- **Requirement A**
Render the lines of the entries below as a JSON list of strings, one string per line with blank lines omitted. Include only the part that opens with the line containing "Use whichever prompts" and closes with the line containing "positive clicks: (149, 188)", both lines included.

The wilderness is also a symbolic place of
making the lonely vision quest to test one’s calling. Are you really sure you’re supposed to do
this? A vision of vocation and ministry
is tested. “Maybe I shouldn’t have left
the previous familiar place. Maybe I did
not have any choice as circumstances forced me in the liminal state of betwixt
and between, a rite of passage. Maybe I’ve
launch out into the new vision and I’m getting nowhere so in disappointment,
maybe I should quit.” The showdown
between Jesus and Satan in the wilderness happened after his baptism by John
the Baptist, when Jesus was to begin his ministry. In his vision quest in the wilderness one can
find revisited the place of human defeat, namely the current state of the
Garden of Eden.. First Adam failed in
his temptation with the serpent-Satan, the trickster, and as a result the
entire creation was plagued with weeds.
The Garden of Eden was locked off; Shangri-la now but an ancient
myth. Now the dis-harmony with the plant
world was expressed in the weeds that want to grow in our garden of wheat and
fruits and choke off our labor. The Garden
of Eden as a friendly menagerie of animals with Adam being like a Dr. Doolittle
talking with animals and giving them their names, had become the wilderness where
the beasts were predators and humanity is a prey unless human beings can
outsmart the animals who were originally created for eco-harmony and
friendship.
“God, we’ve got to get ourselves back to the
garden.” This was a visionary impulse long before Joni Mitchell wrote a song about
the Woodstock hippie quest for a return to Eden. The entrance of Israel into the Promised Land
flowing with milk and honey was another attempt to get back to the Garden as
are all human attempts at utopia for more perfect societies.
Adam and Christ stand as the totemic
personalities for trying to understand human direction and in the story of
Adam, we find a story that gives us insight about our moral failure. First man and first woman, Adam and Eve are
naively innocent creatures, who succumb to the superior stealthy cunning of the
serpent, and the naïve pair went from being vegetarians to misbehaving
fruitarians and as they say, the rest is history. In the Biblical epic, there was one needed to
progress beyond the state of naiveté and go again to a site of the original
misdirection and that once Garden site has now become the wilderness haunted by
wild beasts. And a second Adam, a hero
had to go in to confront the great trickster.
We in our biblical religion are so used to “externalizing”

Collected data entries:
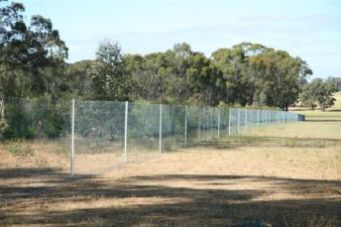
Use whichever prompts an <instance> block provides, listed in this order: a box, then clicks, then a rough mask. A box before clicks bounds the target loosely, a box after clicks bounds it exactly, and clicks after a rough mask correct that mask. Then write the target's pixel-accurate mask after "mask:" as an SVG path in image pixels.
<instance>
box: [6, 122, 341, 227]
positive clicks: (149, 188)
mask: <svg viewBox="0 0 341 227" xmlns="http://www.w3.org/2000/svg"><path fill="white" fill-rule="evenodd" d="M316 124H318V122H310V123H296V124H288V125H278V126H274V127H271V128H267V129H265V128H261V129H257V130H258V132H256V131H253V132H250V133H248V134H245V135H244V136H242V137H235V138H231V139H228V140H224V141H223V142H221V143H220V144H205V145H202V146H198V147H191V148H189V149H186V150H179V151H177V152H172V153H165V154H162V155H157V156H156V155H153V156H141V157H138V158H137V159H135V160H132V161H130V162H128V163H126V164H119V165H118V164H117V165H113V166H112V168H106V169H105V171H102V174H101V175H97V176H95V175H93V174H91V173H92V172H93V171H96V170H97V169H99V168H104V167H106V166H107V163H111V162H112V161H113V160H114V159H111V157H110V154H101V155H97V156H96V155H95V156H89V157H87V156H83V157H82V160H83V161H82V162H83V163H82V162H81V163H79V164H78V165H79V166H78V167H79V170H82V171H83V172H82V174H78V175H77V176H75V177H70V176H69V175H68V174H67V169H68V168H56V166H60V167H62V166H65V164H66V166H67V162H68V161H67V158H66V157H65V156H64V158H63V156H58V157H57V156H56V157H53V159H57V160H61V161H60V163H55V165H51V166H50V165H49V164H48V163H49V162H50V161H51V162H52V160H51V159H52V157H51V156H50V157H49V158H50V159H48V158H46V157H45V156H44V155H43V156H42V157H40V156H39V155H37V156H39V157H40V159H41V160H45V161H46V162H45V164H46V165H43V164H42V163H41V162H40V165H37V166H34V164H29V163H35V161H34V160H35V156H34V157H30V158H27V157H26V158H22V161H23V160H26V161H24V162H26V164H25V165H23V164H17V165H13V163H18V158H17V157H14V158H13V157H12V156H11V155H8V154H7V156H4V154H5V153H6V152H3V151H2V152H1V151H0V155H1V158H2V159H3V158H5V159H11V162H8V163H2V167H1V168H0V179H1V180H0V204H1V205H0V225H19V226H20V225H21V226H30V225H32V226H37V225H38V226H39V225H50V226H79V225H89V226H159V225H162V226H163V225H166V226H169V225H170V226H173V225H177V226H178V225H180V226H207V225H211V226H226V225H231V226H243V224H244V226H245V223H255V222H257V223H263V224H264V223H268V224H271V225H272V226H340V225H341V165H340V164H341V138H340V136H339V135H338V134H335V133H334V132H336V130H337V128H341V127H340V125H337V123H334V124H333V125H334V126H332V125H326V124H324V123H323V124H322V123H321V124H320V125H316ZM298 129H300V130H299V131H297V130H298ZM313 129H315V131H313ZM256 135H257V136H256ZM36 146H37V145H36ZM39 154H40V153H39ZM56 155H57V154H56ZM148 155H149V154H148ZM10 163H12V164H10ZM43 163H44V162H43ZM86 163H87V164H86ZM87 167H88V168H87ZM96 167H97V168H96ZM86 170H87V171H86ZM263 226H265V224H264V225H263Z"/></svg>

==

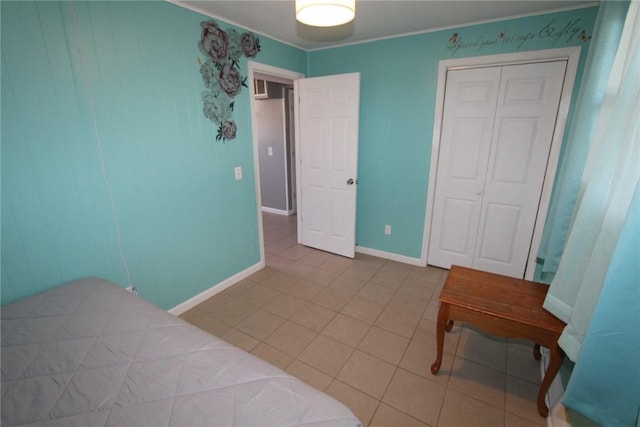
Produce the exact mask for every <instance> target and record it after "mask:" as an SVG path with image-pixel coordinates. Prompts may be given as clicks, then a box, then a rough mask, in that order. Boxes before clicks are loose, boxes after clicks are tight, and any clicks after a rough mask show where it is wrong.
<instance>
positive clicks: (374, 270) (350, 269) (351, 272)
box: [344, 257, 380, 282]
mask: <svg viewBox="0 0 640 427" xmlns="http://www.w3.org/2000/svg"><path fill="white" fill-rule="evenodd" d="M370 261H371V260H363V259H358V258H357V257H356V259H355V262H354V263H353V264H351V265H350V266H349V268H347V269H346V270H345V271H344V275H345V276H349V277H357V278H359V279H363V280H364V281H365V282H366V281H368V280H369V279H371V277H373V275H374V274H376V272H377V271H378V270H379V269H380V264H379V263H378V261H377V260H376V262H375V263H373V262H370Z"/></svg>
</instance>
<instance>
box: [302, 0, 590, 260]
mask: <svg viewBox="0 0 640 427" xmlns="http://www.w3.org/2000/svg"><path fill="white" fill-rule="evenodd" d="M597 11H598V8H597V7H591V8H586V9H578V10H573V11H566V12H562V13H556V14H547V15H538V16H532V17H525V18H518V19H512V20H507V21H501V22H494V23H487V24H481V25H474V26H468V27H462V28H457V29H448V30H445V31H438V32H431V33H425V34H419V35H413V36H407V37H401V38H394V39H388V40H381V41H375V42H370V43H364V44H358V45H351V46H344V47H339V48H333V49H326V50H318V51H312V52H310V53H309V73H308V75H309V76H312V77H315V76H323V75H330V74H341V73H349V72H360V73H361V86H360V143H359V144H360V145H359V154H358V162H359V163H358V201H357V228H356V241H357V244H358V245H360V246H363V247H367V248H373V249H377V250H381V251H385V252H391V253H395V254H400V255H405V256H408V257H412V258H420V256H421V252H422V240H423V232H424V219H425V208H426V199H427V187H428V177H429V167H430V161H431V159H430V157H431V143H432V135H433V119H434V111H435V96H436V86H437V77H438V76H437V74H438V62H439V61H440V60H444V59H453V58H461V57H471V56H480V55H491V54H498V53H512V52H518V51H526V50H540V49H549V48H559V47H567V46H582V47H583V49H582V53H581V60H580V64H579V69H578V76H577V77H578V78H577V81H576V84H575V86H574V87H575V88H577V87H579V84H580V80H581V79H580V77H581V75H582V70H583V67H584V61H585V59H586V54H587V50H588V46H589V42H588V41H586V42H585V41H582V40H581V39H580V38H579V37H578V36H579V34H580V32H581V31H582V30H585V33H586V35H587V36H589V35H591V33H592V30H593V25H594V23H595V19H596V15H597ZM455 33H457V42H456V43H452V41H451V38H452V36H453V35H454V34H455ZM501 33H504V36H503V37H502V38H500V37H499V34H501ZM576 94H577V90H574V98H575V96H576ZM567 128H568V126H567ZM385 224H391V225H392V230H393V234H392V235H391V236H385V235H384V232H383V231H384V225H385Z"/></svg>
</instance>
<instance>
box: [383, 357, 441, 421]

- **Requirement B**
Answer the following questions about the passage on the wilderness.
(i) After what event did the showdown between Jesus and Satan in the wilderness take place?
(ii) Who wrote a song about the Woodstock hippie quest for a return to Eden?
(iii) Which two figures stand as the totemic personalities for trying to understand human direction?

- **Task answer A**
[
  "Use whichever prompts an <instance> block provides, listed in this order: a box, then clicks, then a rough mask. A box before clicks bounds the target loosely, a box after clicks bounds it exactly, and clicks after a rough mask correct that mask. Then write the target's pixel-accurate mask after \"mask:\" as an SVG path in image pixels.",
  "<instance>",
  "box: [6, 122, 341, 227]",
  "positive clicks: (149, 188)"
]

- **Task answer B**
(i) It took place after his baptism by John the Baptist, when Jesus was to begin his ministry.
(ii) Joni Mitchell.
(iii) Adam and Christ.